** Opening DATA EXTRACTS block **

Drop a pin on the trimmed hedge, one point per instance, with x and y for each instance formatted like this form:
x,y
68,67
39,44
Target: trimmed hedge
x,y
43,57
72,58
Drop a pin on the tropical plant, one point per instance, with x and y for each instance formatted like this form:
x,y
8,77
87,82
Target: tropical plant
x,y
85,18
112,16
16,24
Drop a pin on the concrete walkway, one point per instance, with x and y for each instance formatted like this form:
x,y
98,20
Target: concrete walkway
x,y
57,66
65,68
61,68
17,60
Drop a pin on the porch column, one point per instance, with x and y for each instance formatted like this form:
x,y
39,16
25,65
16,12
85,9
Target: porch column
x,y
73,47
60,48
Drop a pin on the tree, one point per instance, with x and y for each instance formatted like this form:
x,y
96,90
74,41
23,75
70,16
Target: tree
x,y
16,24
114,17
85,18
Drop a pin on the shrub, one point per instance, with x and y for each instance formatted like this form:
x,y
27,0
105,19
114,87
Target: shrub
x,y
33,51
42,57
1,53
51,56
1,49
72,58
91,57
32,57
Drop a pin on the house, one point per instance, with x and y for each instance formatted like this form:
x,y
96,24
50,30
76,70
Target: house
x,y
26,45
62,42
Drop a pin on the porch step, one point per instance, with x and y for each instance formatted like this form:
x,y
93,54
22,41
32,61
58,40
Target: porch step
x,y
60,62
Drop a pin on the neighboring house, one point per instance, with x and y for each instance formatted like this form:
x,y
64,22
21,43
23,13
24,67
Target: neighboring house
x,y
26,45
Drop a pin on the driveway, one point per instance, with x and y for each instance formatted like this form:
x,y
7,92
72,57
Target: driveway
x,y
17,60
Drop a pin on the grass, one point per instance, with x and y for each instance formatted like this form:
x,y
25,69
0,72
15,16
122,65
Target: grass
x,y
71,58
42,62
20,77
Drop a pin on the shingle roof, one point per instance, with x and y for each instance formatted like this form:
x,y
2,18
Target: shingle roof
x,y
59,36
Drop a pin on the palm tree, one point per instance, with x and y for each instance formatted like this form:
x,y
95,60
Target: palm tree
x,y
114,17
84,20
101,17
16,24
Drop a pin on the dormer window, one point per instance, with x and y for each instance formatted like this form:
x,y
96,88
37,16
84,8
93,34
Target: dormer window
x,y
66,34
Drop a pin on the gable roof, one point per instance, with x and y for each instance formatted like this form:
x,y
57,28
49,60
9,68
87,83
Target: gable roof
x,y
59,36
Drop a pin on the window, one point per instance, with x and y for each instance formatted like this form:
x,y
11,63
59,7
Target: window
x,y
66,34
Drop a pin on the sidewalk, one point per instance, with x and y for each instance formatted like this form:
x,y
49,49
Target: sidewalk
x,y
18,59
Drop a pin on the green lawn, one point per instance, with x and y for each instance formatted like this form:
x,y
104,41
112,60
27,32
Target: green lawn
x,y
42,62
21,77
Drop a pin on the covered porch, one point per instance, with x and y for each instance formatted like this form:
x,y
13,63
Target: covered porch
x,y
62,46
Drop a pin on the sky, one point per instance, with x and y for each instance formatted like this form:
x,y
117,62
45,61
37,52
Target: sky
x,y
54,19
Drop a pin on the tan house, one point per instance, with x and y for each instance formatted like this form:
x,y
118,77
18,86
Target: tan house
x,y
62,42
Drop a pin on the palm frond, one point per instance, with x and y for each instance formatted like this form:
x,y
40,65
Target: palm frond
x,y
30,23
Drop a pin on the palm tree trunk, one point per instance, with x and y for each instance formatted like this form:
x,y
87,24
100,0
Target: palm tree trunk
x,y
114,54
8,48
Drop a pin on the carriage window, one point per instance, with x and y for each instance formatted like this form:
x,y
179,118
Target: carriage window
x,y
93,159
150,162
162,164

** Closing DATA EXTRACTS block **

Reproduce the data exactly, character for character.

SOLUTION TO THE EXERCISE:
Drop a pin on the trimmed hedge, one point per instance, with x and y for each instance formatted like this form:
x,y
68,67
39,44
Target: trimmed hedge
x,y
43,57
72,58
Drop a pin on the tropical plant, one point per instance, with x and y for each instance formatted like this form:
x,y
8,77
87,82
Target: tropical plant
x,y
85,18
112,16
16,24
Drop a pin on the concrete walkway, one point per instance, with x and y for each instance formatted like this form:
x,y
98,20
Target: concrete walkway
x,y
57,66
65,68
61,68
17,60
Drop a pin on the porch column, one point per instance, with x and y for each instance formatted like this form:
x,y
39,16
25,65
16,12
85,9
Target: porch column
x,y
73,47
60,48
Drop a pin on the tree, one point per instance, with x and y for each instance formatted like this form:
x,y
96,90
74,41
23,75
70,16
Target: tree
x,y
16,24
114,17
85,18
Drop a pin on the shrub, one point per instance, with x and y for each instance formatted like this form:
x,y
27,0
105,19
114,87
Target: shrub
x,y
33,51
42,57
1,53
51,56
1,49
72,58
91,57
32,57
Drop a pin on the house, one point per instance, with x and y for each instance formatted like this form:
x,y
96,24
50,30
76,70
Target: house
x,y
26,45
62,42
Drop a pin on the porch step, one point per instance, with x and y for each instance formatted like this form:
x,y
93,54
22,41
32,61
58,40
Target: porch step
x,y
60,62
Drop a pin on the neighboring house, one point per instance, with x and y for each instance formatted like this form:
x,y
64,22
21,43
23,13
24,67
Target: neighboring house
x,y
26,45
Drop a pin on the driveway, one point per instance, with x and y for each instance formatted like this form:
x,y
7,92
72,57
Target: driveway
x,y
17,60
Drop a pin on the grass, one point per instance, with x and y for each instance formatted like this form:
x,y
25,69
0,72
15,16
122,65
Target: grass
x,y
71,58
42,62
20,77
Drop a pin on the shingle roof, one point per instance, with x and y for each instance formatted like this form:
x,y
2,18
Target: shingle roof
x,y
59,36
Drop a pin on the palm tree, one point per instance, with x and y for each instance formatted like this form:
x,y
95,60
Target: palm tree
x,y
114,17
84,20
101,17
16,24
Drop a pin on the dormer window, one point per instance, with x and y for each instance formatted like this form:
x,y
96,88
37,16
84,8
93,34
Target: dormer window
x,y
66,34
Drop a pin on the gable roof, one point per instance, with x and y for each instance formatted like this form:
x,y
57,28
49,60
9,68
87,83
Target: gable roof
x,y
59,36
Drop a pin on the window, one point per instance, with x and y for each instance formatted like this form:
x,y
11,63
59,7
Target: window
x,y
66,34
Drop a pin on the sidewalk, one point per instance, with x and y for each instance formatted like this form:
x,y
49,49
Target: sidewalk
x,y
18,59
Drop a pin on the green lawn, one point per instance, with x and y for each instance formatted like this form:
x,y
104,41
112,60
27,32
Target: green lawn
x,y
42,62
21,77
Drop a pin on the covered porch, one point per instance, with x and y for each instance formatted like this form:
x,y
13,63
Target: covered porch
x,y
62,46
Drop a pin on the sky, one point per instance, with x and y for each instance formatted like this form:
x,y
117,62
45,61
37,52
Target: sky
x,y
54,19
Drop a pin on the tan house, one point per instance, with x and y for each instance formatted like this form:
x,y
118,77
18,86
Target: tan house
x,y
62,42
Drop a pin on the palm frond, one point per instance, with x and y for each instance formatted like this form:
x,y
40,65
Target: palm frond
x,y
30,23
Drop a pin on the palm tree trunk, one point per instance, with x and y for each instance formatted like this form:
x,y
87,24
100,0
Target: palm tree trunk
x,y
114,54
8,48
Drop a pin on the carriage window, one point per instance, with x and y for each instance formatted like this form:
x,y
179,118
Target: carriage window
x,y
93,159
150,162
162,164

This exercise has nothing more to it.